What you will do:
1. Translate this sentence from the patch message into Spanish: "This doesn't mitigate other indirect calls, but the system call indirection is the first and most easily triggered case."
2. Repeat the patch message word for word from "Cmnt: [PATCH 05/11]" to "of conditional branches.".

Provided passage:
Cmnt: [PATCH 05/11] x86/syscall: Don't force use of indirect calls for system calls
Yuxuan Luo
yuxuan.luo at canonical.com
Fri Apr 19 20:28:50 UTC 2024
On 4/17/24 19:53, Yuxuan Luo wrote:
> From: Linus Torvalds <torvalds at linux-foundation.org>
>
> Make <asm/syscall.h> build a switch statement instead, and the compiler can
> either decide to generate an indirect jump, or - more likely these days due
> to mitigations - just a series of conditional branches.
>
> Yes, the conditional branches also have branch prediction, but the branch
> prediction is much more controlled, in that it just causes speculatively
> running the wrong system call (harmless), rather than speculatively running
> possibly wrong random less controlled code gadgets.
>
> This doesn't mitigate other indirect calls, but the system call indirection
> is the first and most easily triggered case.
>
> Signed-off-by: Linus Torvalds <torvalds at linux-foundation.org>
> Signed-off-by: Daniel Sneddon <daniel.sneddon at linux.intel.com>
> Signed-off-by: Thomas Gleixner <tglx at linutronix.de>
> Reviewed-by: Josh Poimboeuf <jpoimboe at kernel.org>
>
> (backported from commit 1e3ad78334a69b36e107232e337f9d693dcc9df2)
> [yuxuan.luo:
> common.c:
> - substitute *sys_call_table[nr]() with corresponding *sys_call(regs,
> nr).
> - For do_syscall_irqs_on()/ia32_sys_call(), substitute both and we’ll
> define different ia32_sys_call() in syscall_32.c using macros.
>
> syscall_x32.c:
> - x32_sys_call() should move to syscall_64.c since they both rely on
> __x64_ system calls.
>
> syscall_32.c:
> - Focal tree is using __SYSCALL_I386 rather than __SYSCALL, substitute
> __SYSCALL with __SYSCALL_I386 in #define lines.
> - For the case where CONFIG_IA32_EMULATION=n, expand regs to six
> variables.
> - Since syscall table in Focal includes arch name in syscalls prefixes
> already, change 'case nr: return __x64_##sym()' to '... return
> sym()'. This applies to syscall_64.c as well.
>
> syscall_64.c:
> - For x64_sys_call(), substitute __SYSCALL with __SYSCALL_64.

Record set:
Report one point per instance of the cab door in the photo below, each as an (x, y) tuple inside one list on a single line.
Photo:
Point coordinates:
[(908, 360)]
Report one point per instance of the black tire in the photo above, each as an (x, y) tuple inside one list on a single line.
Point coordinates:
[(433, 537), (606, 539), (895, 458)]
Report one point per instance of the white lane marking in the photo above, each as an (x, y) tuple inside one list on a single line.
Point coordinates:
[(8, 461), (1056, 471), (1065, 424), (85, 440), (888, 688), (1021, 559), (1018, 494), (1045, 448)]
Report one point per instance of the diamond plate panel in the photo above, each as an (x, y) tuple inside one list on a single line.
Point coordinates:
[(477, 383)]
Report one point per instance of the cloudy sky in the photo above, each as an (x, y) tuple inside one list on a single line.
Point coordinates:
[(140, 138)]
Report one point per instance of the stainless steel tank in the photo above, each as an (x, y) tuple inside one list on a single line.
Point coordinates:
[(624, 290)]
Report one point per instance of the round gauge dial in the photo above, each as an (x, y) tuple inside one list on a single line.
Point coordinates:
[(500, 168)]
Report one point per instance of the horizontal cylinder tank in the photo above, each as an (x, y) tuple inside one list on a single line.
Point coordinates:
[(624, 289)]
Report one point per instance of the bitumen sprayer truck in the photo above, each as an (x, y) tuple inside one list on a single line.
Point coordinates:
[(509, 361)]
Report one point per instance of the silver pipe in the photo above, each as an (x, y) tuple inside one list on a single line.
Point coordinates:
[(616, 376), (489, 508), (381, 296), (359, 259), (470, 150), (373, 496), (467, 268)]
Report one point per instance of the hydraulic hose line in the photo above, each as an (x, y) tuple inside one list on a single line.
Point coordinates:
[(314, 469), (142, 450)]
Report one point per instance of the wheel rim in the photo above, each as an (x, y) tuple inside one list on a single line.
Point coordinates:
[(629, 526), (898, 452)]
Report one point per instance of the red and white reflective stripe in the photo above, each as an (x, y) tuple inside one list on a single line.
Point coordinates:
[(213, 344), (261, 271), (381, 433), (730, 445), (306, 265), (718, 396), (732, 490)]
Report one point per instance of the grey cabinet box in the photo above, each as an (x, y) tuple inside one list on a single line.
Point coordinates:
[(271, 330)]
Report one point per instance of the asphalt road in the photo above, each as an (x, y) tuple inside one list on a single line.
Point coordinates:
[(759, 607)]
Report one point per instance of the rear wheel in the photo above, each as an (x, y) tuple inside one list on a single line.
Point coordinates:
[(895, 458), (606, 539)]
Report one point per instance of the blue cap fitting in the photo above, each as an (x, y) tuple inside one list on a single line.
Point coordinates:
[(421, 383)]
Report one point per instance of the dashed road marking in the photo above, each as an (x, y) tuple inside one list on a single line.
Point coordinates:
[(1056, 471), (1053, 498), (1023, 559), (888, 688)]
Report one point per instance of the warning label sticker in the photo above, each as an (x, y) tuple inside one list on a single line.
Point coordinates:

Responses by task:
1. Esto no mitiga otras llamadas indirectas, pero la indirección de las llamadas al sistema es el primer caso y el que se activa con mayor facilidad.

2.
Cmnt: [PATCH 05/11] x86/syscall: Don't force use of indirect calls for system calls
Yuxuan Luo
yuxuan.luo at canonical.com
Fri Apr 19 20:28:50 UTC 2024
On 4/17/24 19:53, Yuxuan Luo wrote:
> From: Linus Torvalds <torvalds at linux-foundation.org>
>
> Make <asm/syscall.h> build a switch statement instead, and the compiler can
> either decide to generate an indirect jump, or - more likely these days due
> to mitigations - just a series of conditional branches.